> Excerpt:
**********
Imagine a pharmaceutical market designed by Lewis Carroll’s Mad Hatter. In contrast to almost every other market, he might begin by charging wholesale prices that are higher than retail prices. He would then make sure that the higher wholesale price goes, the lower retail prices can become. And finally, he would ensure that not everyone could purchase their medicines at the low retail prices – although the reason why would be convoluted and random.
While we can be certain that the Mad Hatter did not design the current pharmaceutical pricing system, it is a system that he could surely appreciate.
The pricing process begins once manufacturers set a list price, from which Pharmacy Benefit Managers (PBMs) negotiate large discounts and rebates on behalf of insurance companies. Since the PBM negotiates down the list price of the medicine, the PBM claims a share of this savings for its efforts.
Offering PBMs a cut of the savings would make sense if they were effectively lowering the costs of medicines. But, the opposite appears to be happening due to PBMs control of the formularies (or lists of approved drugs) that payers use to decide which medicines are covered by insurance, and which medicines are not.
Leveraging this control of the formularies, PBMs, to a large extent, dictate the medicines patients can receive. Medicines in tier 1 of the formulary are generally covered; medicines in the other tiers are either more difficult to obtain, or are simply not covered. Most people have experienced, or know someone who has experienced, the consequences from this control – a patient cannot take the medicine prescribed by his or her doctor because the insurance does not cover it.
Manufacturers fear this coverage gap as well. Consequently, it is imperative for them to ensure that their medicines are listed in the first tier of the formulary; otherwise, sales will suffer. Since medicines are included in the first tier, in part, based on the size of the discounts offered by manufacturers, manufacturers are incented to offer the highest possible discounts on their medicines.
The capital costs of developing the medicine and the manufacturing costs of producing the medicine are not impacted by these pricing schemes, however. Therefore, large discounts can only occur when the list prices grow faster than otherwise, enabling larger discounts that bring the price of the medicine back to the intended transactions price.
PBMs encourage this convoluted scheme because they receive a share of the concession given up by the pharmaceutical industry. Put differently, PBMs receive more money due to the combination of high pharmaceutical list prices, offset by large discounts and rebates that lower the effective transactions prices. Some manufacturers also benefit by getting their products into first tier of the formulary, and thus able to sell their medicines. But, the health care system, overall, is less efficient.
**********
> Supplied records:
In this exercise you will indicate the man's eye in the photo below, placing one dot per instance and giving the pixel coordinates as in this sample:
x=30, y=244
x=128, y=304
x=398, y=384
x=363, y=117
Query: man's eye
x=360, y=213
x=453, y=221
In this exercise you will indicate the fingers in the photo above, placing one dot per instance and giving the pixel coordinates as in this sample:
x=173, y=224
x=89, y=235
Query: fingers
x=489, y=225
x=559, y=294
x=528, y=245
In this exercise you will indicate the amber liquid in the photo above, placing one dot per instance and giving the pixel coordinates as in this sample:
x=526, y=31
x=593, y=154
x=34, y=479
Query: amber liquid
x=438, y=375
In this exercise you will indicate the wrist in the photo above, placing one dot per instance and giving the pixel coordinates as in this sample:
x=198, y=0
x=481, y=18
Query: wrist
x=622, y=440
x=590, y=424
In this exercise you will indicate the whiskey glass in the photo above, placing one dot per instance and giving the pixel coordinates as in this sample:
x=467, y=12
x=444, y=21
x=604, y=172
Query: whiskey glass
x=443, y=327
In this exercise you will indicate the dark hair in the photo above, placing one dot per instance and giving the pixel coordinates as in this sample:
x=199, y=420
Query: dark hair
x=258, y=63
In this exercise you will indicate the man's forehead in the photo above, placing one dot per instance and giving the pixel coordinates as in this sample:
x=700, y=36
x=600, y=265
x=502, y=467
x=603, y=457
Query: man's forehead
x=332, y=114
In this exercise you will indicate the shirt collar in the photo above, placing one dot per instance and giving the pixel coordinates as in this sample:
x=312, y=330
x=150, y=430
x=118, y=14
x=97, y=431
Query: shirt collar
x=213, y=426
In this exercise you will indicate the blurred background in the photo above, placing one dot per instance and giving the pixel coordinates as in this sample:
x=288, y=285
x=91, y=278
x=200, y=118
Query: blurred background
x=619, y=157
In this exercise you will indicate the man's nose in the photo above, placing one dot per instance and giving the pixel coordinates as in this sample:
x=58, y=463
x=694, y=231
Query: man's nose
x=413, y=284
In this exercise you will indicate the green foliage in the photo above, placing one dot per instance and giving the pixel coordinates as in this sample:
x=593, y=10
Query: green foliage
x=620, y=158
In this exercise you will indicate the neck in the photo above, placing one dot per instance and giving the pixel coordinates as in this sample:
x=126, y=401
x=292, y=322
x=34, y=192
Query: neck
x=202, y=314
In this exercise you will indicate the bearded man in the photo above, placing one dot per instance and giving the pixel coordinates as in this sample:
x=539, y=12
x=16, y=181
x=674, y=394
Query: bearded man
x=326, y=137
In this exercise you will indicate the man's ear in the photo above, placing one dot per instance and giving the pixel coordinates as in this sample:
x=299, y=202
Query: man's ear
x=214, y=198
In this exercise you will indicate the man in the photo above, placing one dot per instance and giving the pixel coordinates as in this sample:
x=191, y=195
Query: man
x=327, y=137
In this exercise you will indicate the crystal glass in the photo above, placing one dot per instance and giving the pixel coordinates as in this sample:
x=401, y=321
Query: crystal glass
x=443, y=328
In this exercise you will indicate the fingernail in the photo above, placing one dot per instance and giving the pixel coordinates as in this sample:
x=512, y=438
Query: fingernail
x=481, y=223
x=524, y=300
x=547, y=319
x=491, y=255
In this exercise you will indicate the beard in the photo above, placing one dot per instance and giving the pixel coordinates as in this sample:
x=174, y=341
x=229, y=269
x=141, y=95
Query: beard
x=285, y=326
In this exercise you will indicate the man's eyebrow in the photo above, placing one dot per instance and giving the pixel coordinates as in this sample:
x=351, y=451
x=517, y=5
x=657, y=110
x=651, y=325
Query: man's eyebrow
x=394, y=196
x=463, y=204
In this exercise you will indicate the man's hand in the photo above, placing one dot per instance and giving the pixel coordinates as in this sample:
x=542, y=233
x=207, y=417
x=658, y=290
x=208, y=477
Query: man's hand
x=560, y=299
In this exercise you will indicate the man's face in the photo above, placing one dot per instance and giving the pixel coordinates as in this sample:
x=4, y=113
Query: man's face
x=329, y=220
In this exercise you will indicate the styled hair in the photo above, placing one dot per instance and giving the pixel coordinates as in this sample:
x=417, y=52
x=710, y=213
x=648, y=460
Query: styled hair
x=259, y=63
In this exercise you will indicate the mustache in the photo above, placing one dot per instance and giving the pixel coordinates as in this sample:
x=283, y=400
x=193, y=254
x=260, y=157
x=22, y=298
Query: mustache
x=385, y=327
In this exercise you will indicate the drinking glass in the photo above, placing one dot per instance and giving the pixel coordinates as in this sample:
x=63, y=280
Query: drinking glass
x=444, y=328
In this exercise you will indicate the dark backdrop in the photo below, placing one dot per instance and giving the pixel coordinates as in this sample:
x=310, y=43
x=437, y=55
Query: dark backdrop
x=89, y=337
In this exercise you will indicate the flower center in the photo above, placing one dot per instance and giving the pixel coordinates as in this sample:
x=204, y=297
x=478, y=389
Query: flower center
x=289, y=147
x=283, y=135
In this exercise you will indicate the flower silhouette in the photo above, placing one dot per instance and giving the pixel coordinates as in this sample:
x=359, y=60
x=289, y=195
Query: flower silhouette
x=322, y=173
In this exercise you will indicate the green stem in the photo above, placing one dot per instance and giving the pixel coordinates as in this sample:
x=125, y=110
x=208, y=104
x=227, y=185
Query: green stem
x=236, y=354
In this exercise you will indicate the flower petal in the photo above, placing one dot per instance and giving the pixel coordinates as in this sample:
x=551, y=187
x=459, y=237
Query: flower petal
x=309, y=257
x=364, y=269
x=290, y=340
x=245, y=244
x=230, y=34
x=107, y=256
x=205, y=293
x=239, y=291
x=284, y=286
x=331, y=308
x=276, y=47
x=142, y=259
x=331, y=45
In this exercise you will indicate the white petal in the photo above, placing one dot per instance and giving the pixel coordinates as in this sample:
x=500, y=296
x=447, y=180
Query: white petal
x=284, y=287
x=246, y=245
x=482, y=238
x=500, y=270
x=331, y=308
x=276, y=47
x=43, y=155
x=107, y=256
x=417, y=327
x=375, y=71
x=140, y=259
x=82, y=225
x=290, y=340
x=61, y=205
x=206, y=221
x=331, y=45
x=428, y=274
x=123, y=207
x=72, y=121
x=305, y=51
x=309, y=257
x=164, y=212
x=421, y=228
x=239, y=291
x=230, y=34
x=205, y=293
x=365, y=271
**********
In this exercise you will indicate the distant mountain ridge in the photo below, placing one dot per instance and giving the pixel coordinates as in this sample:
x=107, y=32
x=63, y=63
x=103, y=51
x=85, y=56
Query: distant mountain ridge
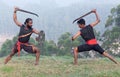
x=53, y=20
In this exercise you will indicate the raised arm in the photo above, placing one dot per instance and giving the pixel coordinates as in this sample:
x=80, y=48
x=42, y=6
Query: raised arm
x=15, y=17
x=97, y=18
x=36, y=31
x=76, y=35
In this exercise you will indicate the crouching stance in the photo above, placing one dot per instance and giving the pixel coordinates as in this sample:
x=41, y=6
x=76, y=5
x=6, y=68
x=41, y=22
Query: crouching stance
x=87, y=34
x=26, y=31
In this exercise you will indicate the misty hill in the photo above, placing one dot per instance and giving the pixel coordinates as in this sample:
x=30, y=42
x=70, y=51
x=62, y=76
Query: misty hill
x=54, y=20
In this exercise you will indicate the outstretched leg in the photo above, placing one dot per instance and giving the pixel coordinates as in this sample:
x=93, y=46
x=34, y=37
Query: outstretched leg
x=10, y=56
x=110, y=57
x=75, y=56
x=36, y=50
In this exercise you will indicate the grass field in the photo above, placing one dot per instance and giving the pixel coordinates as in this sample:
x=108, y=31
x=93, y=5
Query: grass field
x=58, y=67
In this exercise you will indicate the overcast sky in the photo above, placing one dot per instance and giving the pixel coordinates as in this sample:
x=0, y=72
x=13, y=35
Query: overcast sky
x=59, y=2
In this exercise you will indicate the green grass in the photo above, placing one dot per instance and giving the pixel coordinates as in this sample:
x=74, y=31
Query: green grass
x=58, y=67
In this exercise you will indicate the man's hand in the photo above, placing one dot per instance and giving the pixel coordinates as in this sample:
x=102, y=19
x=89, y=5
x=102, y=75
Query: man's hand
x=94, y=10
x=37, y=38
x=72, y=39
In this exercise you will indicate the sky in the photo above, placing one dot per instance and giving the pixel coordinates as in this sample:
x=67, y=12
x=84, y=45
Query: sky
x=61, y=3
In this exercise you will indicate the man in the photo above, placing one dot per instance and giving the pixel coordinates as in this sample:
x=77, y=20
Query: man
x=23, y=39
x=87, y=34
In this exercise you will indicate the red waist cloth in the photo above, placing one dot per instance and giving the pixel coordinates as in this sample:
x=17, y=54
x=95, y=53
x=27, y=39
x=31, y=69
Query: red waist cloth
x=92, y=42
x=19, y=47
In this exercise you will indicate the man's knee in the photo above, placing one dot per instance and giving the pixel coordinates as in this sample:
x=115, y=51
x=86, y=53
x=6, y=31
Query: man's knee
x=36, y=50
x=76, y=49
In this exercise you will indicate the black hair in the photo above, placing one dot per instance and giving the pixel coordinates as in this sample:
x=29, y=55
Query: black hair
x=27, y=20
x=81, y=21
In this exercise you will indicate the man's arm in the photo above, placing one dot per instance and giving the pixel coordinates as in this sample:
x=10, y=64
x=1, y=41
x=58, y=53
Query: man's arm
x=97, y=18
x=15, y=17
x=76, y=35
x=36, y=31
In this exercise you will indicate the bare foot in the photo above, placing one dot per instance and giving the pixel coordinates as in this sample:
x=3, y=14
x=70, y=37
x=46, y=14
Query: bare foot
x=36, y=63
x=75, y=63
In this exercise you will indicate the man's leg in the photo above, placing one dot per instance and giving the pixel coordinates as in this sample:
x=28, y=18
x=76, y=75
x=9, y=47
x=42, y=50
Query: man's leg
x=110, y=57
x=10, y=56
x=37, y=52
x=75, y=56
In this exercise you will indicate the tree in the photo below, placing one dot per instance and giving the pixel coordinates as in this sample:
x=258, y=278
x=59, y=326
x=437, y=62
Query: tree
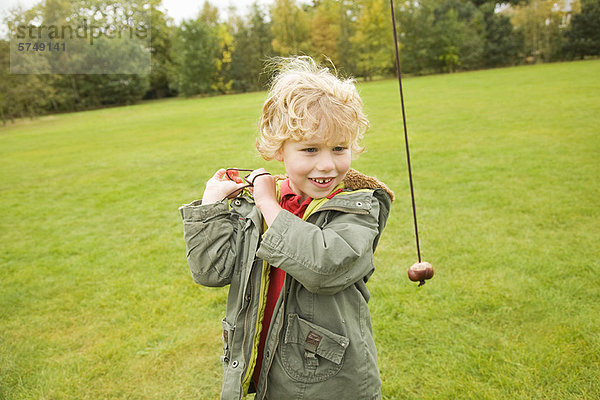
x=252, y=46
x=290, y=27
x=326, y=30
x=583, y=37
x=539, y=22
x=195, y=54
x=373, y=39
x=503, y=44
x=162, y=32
**********
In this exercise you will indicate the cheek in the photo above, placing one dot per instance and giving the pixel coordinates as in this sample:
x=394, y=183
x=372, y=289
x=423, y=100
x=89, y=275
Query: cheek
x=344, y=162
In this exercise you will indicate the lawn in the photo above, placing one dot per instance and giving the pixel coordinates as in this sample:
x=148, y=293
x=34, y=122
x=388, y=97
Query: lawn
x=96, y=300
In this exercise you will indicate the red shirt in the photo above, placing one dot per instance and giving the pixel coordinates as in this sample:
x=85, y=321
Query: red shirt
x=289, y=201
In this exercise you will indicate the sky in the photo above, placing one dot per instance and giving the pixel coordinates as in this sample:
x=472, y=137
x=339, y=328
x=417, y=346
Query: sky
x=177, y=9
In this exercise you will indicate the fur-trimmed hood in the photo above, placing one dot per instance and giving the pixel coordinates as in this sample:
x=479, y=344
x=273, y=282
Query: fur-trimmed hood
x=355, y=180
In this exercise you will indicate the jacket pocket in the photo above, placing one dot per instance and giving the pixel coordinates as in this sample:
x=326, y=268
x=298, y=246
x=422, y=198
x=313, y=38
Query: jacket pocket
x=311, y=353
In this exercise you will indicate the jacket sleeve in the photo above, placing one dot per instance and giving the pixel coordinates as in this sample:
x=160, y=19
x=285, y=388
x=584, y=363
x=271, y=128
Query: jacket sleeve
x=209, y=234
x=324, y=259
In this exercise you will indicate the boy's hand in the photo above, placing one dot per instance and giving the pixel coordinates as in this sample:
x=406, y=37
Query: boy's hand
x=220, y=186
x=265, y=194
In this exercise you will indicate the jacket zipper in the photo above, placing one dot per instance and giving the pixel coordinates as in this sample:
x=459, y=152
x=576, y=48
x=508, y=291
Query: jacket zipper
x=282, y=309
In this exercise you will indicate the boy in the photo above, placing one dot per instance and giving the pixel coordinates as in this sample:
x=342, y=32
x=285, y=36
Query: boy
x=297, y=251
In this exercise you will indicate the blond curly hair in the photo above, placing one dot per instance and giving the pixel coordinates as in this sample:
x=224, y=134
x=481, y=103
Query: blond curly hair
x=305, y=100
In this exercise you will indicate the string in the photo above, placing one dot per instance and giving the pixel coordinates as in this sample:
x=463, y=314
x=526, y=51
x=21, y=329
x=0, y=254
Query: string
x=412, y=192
**********
> Exercise goal: Resume the piece on pharmaceutical pricing and PBMs where it leaves off. The items have nothing to do with the text on drug pricing.

> Answer space:
For many manufacturers of lower-priced alternatives, they cannot sell their products at a cheap enough price to offset the revenues the complicated discounting scheme provides the PBMs and insurance companies. Thus, lower priced medicines (particularly for biosimilar medicines) are underperforming their potential.
Patients suffer in several ways. Financially, because their costs are based on these higher list prices, not the actual transactions prices, their costs are higher. Patients without insurance face even higher costs because they must purchase the medicines at the inflated list prices (uninsured patients do not have PBMs working on their behalf). Patient access to the clinically most effective medicine is also compromised, impacting their quality of care.
There are even more costs, however. Employers, and the government (both federal and state) suffer because they do not receive the full value of the discount, causing their costs to be higher than necessary.
These problems are then compounded because the rigidity created by the formulary tiers leads to volume-based discounts and exclusionary contracts that further lock-in the higher-priced medicines to the detriment of other competitive offerings.
The evolution of the current system demonstrates that complicated regulatory structures create overly-rigid market structures that lead to large, yet unintended, costs on the health care system. Effectively reforming this system should avoid layering on more complications in the vein hope that this Rube Goldberg can work.
Instead, the best way to reduce these unintended costs is to empower a vibrant competitive pharmaceutical market that: promotes more transparent pricing; empowers health professionals and patients to decide which medicines should be prescribed; and, incents manufacturers to offer patients a wider array of medicines, at lower costs.